+++ Text section

Saturday, September 11, 2010

Processing Loss

Smudge's grave and Aaron's Urn

I had vivid weird dreams last night. I think I was processing the day. Not being able to stay for the hour with my therapist, crying hard most of the day then sleeping deeply during the day and at night. The dream was intense as are my feelings.

My stomach is sour, my head aches, I'm tired and I'm still teary. In a little bit the dam will burst again and the hurt will pour out. It's messy, it's wet and it's understandable. Or so I've been told.

From the book "Necessary Losses", is this quote:
"Teach me how to know death and go on with life."

"To know death is to know these things are normal: feelings of immense sadness, helplessness, hopelessness, fear, emptiness, irritability, anger, guilt, restlessness and isolation. We may experience a change in appetite, sleep patterns or sex drive. We can expect to spend some time feeling enormous fatigue. You will heal more quickly and fully if you accept all of these facets of grief as part of your healing process. God created humans with a natural ability to heal, so rest assured, healing will happen. In fact, it's happening right now" (taken from Grieving the Loss of Someone You Love).

++++++
+++ Source data

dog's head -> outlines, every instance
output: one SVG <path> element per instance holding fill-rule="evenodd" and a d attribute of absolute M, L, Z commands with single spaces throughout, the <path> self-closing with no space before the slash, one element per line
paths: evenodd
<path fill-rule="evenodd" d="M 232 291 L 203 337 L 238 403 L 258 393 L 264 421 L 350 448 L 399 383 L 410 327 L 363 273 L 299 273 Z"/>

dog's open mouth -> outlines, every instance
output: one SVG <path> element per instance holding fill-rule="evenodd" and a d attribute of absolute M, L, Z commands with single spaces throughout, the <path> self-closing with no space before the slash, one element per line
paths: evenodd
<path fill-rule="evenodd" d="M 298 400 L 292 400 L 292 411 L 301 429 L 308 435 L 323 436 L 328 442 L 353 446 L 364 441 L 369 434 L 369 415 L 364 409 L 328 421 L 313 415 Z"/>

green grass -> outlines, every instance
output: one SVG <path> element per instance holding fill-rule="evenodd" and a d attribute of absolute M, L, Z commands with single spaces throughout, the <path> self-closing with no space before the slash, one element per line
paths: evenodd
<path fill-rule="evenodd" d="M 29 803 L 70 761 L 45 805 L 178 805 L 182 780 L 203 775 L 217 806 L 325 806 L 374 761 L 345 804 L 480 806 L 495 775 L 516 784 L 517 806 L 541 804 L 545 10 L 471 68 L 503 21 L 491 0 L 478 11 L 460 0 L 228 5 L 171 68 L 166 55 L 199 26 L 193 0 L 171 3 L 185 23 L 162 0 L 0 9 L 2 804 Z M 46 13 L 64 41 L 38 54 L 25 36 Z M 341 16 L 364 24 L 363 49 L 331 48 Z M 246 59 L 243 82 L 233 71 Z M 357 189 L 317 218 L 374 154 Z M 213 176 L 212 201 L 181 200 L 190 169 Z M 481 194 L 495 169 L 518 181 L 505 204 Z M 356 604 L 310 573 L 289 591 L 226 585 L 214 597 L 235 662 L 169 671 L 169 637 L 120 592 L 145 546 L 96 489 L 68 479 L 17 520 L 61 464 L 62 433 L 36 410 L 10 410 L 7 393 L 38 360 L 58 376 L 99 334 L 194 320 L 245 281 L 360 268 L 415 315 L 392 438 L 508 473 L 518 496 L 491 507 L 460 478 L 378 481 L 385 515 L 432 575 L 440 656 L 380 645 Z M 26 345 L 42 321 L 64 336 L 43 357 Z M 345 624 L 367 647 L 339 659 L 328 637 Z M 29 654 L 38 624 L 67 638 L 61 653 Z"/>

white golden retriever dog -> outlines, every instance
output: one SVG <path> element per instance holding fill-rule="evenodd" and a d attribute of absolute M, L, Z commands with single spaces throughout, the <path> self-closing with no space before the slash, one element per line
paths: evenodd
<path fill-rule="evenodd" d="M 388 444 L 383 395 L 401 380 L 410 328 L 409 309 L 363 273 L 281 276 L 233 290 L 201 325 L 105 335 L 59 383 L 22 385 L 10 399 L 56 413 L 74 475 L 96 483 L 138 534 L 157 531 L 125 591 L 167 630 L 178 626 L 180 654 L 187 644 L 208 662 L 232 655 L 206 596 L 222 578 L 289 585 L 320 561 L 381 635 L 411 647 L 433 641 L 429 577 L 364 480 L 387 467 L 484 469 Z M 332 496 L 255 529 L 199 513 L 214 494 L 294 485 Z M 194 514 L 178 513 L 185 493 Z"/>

++++++
+++ Source data

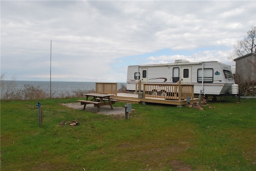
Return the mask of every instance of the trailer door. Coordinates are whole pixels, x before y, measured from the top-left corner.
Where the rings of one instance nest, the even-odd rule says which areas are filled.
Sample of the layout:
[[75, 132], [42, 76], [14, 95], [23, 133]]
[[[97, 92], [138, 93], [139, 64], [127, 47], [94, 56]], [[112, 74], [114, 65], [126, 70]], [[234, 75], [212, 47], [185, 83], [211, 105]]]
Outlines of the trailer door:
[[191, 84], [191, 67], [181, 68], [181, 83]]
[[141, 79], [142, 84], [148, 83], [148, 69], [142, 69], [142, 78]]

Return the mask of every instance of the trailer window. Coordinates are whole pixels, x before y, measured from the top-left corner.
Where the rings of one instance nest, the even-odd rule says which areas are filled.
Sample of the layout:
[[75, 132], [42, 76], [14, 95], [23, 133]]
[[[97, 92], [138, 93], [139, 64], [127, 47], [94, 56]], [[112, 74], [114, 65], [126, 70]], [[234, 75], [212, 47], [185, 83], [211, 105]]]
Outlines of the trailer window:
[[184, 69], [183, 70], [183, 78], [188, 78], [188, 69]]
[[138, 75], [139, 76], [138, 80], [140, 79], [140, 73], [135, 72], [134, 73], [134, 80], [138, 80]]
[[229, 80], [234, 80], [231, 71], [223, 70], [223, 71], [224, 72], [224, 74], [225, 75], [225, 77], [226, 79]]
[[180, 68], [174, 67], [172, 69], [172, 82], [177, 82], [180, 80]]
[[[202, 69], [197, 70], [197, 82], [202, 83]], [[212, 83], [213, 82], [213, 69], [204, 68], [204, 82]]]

++++++
+++ Source data

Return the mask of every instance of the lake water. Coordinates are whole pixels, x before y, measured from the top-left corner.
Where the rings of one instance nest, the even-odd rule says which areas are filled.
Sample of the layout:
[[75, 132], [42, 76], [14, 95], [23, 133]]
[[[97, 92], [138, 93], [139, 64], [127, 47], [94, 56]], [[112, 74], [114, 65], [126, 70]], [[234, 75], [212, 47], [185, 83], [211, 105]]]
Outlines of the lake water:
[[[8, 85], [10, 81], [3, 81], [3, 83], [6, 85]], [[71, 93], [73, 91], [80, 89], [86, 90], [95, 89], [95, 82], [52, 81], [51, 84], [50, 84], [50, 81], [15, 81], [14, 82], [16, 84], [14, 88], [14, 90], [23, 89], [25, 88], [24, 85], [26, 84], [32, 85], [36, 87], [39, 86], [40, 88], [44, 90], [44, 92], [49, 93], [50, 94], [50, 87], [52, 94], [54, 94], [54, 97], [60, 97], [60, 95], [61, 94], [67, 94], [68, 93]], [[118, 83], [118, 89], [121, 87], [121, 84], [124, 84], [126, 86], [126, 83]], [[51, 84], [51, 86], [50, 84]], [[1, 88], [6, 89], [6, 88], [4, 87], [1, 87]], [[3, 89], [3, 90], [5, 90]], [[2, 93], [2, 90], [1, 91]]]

++++++

Try it:
Translate this sentence from the post on processing loss into Spanish: "We can expect to spend some time feeling enormous fatigue."

Worked solution:
Podemos esperar pasar algún tiempo sintiendo un cansancio enorme.